The task:
Where a line below holds the string "plaid", that line goes into the answer.

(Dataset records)
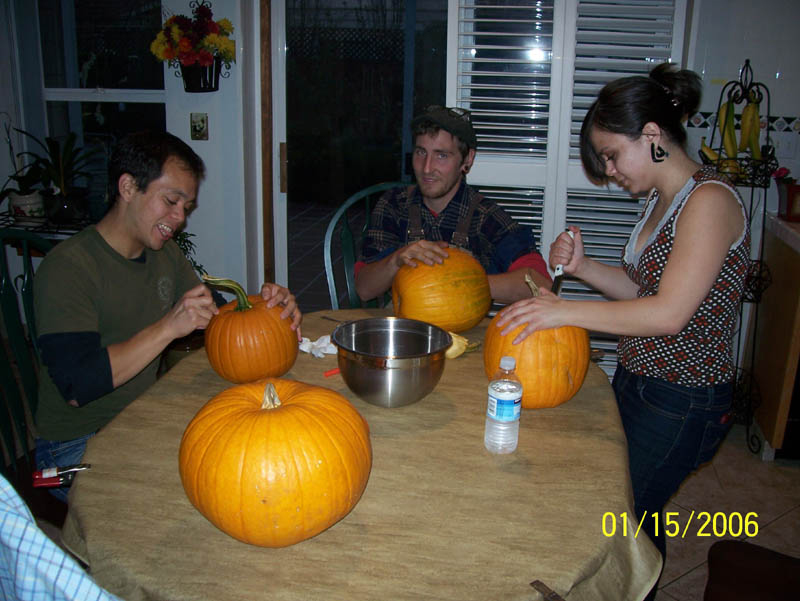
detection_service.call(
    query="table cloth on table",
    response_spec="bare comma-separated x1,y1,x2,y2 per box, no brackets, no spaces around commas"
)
62,309,661,601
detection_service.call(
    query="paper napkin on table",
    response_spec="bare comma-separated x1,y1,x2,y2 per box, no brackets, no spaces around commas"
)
299,335,337,358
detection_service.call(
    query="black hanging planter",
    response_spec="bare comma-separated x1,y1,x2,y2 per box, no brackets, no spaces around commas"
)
179,56,222,93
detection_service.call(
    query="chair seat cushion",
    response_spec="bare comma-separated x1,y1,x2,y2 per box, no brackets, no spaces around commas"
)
704,540,800,601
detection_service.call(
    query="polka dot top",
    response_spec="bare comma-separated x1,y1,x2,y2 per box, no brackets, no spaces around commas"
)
619,167,751,387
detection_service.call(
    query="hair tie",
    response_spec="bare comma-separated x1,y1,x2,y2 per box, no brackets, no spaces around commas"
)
656,82,681,108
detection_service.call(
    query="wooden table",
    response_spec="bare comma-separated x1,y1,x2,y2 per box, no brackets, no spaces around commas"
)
62,309,661,601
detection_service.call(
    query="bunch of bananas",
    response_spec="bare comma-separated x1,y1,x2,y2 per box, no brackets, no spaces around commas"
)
700,92,763,181
739,92,762,160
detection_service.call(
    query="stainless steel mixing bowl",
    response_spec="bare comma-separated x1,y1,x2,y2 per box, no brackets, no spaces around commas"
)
331,317,452,408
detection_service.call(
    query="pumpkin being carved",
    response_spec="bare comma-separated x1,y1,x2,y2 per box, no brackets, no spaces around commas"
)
483,313,590,409
203,276,298,383
392,247,491,333
179,378,373,547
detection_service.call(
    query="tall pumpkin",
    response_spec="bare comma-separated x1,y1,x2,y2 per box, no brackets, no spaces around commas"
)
392,247,491,332
179,378,372,547
483,314,590,408
203,276,298,383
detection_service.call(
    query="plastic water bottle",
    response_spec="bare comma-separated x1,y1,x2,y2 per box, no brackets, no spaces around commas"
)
484,356,522,454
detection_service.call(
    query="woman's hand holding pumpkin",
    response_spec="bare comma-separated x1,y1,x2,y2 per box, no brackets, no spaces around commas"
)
168,283,218,339
494,288,566,344
260,283,303,339
394,240,449,269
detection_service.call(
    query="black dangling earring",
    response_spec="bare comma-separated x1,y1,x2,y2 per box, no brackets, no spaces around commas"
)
651,142,669,163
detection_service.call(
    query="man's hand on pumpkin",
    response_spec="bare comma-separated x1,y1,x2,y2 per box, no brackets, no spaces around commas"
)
394,240,449,268
169,283,218,339
261,283,303,340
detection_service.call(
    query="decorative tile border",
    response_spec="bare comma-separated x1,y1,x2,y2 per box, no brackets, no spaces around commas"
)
688,112,800,133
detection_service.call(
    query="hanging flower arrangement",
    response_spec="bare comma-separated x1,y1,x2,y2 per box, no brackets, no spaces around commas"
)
150,1,235,70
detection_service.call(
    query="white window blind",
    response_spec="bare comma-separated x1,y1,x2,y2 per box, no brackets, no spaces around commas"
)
475,184,545,238
569,0,680,159
455,0,556,157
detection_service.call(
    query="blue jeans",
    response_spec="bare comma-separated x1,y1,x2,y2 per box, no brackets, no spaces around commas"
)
35,433,94,503
612,364,732,559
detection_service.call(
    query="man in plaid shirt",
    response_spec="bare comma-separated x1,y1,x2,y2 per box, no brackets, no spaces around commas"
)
355,106,551,304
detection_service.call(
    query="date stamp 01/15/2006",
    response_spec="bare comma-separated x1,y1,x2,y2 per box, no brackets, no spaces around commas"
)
602,511,760,539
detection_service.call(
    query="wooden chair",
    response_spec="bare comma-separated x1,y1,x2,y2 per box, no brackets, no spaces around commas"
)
0,227,65,524
323,182,404,309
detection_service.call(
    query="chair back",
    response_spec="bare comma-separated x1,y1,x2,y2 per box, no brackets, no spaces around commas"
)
324,182,404,309
1,228,53,478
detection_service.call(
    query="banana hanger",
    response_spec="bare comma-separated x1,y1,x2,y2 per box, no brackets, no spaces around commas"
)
701,58,778,189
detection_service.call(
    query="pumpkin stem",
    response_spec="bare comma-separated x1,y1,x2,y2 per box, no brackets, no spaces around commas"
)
524,272,540,298
262,382,282,409
201,274,253,311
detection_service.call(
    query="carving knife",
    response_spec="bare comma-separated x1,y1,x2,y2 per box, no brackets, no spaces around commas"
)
550,230,575,295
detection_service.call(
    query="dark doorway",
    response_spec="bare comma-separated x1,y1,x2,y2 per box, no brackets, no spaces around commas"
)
285,0,447,311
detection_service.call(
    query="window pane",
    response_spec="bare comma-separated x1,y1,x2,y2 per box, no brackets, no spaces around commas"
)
38,0,164,90
46,101,166,220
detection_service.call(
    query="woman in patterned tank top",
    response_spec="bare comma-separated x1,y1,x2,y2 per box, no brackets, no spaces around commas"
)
494,63,750,594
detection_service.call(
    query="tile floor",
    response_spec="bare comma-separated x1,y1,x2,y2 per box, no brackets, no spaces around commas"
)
287,198,344,312
654,424,800,600
288,199,800,600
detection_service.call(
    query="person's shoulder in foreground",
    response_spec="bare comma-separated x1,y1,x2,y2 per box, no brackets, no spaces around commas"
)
0,473,123,600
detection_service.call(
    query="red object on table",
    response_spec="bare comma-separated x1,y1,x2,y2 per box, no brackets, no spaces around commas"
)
778,183,800,222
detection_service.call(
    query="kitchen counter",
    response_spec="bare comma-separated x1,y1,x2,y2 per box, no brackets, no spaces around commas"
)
765,211,800,254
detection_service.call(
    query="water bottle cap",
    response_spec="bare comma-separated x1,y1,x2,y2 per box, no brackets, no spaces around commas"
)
499,356,515,370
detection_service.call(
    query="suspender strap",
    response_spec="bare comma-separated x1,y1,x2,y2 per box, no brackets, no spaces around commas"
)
450,188,480,249
405,183,479,249
406,186,425,242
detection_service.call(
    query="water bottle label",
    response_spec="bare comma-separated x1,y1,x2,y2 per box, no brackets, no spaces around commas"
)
487,394,521,421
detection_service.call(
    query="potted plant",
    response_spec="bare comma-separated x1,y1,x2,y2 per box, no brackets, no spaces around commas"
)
1,122,46,222
13,127,103,224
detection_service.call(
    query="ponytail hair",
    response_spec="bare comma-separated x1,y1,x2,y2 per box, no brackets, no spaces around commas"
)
580,62,702,183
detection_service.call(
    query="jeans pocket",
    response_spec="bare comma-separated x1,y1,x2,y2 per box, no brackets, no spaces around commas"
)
36,434,92,469
695,420,731,466
637,379,688,421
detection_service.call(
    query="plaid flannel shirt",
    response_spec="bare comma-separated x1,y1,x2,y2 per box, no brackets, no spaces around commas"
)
360,181,540,274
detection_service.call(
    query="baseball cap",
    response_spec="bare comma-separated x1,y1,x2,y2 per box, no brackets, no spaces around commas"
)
410,105,478,150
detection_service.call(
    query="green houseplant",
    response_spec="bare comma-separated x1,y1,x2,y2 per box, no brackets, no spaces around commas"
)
1,122,46,220
2,125,103,223
14,128,102,223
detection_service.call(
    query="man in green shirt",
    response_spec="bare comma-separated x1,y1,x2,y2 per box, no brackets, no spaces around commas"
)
33,131,302,502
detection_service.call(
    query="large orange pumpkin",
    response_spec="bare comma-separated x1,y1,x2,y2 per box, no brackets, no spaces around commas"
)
483,314,590,408
203,276,298,383
179,378,372,547
392,247,491,332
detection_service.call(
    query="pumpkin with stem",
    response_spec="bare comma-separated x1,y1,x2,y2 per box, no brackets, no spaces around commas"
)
203,275,298,383
392,247,491,333
483,275,590,408
179,378,372,547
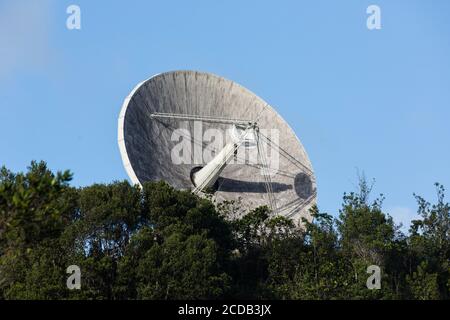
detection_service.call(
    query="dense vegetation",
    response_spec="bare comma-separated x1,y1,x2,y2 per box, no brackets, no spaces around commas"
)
0,161,448,299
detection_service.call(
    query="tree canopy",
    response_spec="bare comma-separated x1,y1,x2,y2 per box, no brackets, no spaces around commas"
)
0,161,448,299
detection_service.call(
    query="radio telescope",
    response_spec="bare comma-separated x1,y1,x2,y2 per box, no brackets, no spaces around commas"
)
118,71,316,224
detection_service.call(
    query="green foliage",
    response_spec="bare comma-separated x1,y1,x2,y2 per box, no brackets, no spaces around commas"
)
0,163,233,299
408,183,450,299
0,162,449,300
0,161,76,299
135,232,230,299
406,261,440,300
0,161,75,250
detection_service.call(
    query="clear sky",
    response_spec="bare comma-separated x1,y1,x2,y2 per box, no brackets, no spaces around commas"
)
1,0,449,230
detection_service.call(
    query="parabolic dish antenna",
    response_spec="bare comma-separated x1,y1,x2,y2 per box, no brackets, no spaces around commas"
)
118,71,316,224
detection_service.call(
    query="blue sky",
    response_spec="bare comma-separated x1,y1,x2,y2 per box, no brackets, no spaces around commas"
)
1,0,449,230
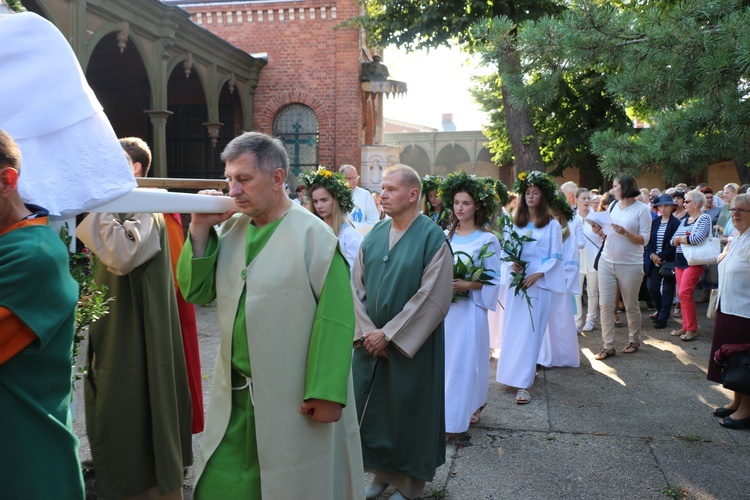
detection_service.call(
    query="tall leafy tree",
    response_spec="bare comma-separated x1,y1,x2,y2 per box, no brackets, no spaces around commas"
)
470,16,632,188
513,0,750,183
349,0,564,173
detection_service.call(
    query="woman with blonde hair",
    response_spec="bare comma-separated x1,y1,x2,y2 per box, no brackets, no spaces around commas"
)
301,166,362,267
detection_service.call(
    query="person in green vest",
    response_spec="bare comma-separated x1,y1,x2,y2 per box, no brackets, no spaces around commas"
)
351,164,454,500
0,129,84,499
177,131,364,499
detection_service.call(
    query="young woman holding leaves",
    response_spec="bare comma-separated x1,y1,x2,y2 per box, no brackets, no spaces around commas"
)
439,172,502,433
496,171,564,405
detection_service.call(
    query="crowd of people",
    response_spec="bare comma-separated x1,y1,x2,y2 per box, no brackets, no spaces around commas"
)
3,124,750,499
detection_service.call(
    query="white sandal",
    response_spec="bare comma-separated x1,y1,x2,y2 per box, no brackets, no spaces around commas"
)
516,388,531,405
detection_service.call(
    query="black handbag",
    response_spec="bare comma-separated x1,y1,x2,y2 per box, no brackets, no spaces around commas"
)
720,351,750,395
593,241,604,271
660,261,676,278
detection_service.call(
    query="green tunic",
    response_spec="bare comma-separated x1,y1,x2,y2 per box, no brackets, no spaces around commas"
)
353,216,448,482
82,213,193,499
0,219,84,499
178,208,362,499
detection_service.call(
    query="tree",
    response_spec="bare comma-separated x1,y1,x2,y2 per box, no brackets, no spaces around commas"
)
470,17,632,189
512,0,750,184
348,0,563,173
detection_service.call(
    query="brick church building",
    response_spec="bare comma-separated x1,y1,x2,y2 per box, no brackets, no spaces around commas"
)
167,0,403,187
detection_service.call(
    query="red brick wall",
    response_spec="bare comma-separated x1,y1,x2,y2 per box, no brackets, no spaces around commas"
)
180,1,364,171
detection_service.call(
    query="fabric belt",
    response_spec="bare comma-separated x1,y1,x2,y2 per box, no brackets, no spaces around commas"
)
231,371,255,406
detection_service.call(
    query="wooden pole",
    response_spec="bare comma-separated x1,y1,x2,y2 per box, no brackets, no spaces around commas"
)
136,178,228,190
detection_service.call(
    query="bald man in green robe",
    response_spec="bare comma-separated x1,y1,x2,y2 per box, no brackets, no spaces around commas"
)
352,164,453,500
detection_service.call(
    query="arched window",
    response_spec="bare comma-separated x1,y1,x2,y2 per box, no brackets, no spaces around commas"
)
273,104,319,174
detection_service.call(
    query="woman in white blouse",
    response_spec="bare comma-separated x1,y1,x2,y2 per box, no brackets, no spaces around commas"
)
706,194,750,429
590,174,653,360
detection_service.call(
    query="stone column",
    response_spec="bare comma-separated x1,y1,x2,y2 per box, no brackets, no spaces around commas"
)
144,109,173,178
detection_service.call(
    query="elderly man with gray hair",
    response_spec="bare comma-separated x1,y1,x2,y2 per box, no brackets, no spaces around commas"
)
340,164,380,229
179,132,364,499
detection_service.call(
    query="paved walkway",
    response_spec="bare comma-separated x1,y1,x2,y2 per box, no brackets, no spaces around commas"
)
74,298,749,499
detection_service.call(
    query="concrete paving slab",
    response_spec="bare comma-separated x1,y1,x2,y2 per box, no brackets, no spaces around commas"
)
73,298,750,499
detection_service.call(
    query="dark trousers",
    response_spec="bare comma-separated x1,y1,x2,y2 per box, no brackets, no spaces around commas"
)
647,267,676,323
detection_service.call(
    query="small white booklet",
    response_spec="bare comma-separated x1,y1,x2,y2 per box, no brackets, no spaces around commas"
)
584,210,616,236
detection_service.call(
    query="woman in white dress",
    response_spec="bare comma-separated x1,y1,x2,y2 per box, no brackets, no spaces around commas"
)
497,171,565,404
440,172,502,433
539,193,580,368
301,166,362,267
488,180,512,357
421,174,451,230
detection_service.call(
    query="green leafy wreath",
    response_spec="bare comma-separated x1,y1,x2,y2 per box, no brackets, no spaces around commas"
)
421,174,442,195
494,180,511,207
550,190,575,221
300,166,355,214
437,170,501,220
512,170,558,205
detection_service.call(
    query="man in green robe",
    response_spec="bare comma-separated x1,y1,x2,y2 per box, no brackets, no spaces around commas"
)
77,139,193,499
0,129,84,499
177,131,364,499
351,164,454,500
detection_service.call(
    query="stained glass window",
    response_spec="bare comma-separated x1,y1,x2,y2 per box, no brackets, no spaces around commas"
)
273,104,319,174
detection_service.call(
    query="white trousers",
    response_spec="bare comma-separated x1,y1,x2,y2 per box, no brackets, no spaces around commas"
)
575,270,599,327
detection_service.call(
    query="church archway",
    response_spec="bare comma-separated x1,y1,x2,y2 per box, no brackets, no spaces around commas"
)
86,32,150,143
475,147,499,179
435,144,470,176
400,145,431,177
166,64,212,178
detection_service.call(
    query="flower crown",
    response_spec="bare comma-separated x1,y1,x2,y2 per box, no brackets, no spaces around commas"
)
438,170,501,219
494,180,511,207
300,166,355,214
421,174,443,195
550,190,575,221
513,170,558,205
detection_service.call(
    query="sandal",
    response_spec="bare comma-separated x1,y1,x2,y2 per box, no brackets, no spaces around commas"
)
649,311,658,319
680,331,699,341
670,328,685,337
622,342,639,354
614,315,623,327
594,349,615,360
470,404,486,425
516,388,531,405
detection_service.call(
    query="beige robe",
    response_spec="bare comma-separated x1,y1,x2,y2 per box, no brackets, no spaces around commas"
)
193,204,364,499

Response box:
    query="man in plaid shirt",
    query="plaid flannel shirt",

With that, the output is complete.